● Work to be completed: Please pick out and copy every line in the rows below that contains the word "target". Case counts.

● Records:
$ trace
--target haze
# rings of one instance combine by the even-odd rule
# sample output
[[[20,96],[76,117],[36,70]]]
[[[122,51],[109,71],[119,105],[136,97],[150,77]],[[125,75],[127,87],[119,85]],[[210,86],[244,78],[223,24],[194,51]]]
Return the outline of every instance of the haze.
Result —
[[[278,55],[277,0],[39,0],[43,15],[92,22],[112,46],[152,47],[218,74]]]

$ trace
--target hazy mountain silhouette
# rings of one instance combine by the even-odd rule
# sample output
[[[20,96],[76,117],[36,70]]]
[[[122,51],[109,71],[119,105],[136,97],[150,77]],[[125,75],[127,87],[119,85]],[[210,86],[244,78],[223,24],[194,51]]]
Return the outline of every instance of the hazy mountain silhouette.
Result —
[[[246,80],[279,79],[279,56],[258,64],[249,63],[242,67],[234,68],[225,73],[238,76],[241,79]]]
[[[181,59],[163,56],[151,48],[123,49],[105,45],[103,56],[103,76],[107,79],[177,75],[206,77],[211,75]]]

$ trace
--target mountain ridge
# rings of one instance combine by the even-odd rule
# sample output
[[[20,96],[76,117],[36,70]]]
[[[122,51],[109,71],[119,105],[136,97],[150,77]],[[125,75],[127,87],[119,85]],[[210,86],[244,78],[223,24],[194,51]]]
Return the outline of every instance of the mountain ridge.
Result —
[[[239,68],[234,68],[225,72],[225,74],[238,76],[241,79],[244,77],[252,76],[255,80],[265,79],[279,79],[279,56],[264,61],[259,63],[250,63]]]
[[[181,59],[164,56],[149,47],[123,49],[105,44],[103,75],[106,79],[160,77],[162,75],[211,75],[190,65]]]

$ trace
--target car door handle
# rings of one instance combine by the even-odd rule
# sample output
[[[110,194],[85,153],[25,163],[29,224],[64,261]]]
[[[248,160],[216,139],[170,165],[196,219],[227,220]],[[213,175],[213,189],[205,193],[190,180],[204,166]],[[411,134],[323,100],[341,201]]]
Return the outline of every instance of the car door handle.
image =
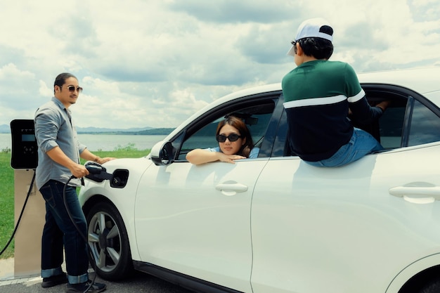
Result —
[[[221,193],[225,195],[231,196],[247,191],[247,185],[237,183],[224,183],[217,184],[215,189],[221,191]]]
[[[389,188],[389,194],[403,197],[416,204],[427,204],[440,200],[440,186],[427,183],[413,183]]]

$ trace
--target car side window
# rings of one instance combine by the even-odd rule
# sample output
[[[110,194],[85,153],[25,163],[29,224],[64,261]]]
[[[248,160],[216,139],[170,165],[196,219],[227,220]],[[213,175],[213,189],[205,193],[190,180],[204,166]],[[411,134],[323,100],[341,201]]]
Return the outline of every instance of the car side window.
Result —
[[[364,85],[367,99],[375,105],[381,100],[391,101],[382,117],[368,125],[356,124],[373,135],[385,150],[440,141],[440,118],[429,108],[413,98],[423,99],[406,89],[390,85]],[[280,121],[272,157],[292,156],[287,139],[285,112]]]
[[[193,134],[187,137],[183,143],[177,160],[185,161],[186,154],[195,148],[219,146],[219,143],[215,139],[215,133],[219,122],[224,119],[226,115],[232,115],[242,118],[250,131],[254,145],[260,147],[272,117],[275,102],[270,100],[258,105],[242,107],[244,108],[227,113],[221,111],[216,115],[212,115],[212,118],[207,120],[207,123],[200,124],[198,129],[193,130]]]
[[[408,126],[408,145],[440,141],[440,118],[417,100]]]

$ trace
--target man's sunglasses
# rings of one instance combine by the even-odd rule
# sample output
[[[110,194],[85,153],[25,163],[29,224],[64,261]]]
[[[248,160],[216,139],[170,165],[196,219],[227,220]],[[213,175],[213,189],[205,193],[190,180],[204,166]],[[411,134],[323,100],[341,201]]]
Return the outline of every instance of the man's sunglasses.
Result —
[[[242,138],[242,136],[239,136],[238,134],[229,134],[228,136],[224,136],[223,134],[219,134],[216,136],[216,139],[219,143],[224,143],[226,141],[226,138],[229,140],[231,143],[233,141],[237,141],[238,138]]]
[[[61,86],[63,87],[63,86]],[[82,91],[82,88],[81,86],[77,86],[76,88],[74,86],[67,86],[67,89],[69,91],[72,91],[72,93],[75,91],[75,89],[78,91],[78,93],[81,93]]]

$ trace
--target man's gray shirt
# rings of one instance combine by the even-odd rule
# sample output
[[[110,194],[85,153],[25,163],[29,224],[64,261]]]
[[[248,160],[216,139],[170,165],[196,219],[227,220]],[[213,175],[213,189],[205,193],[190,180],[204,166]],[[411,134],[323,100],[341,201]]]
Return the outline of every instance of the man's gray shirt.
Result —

● Exercise result:
--target haze
--target hazy mountain silhouette
--target mountain ridge
--target car door handle
--target car side window
--target man's sunglasses
--target man's gray shirt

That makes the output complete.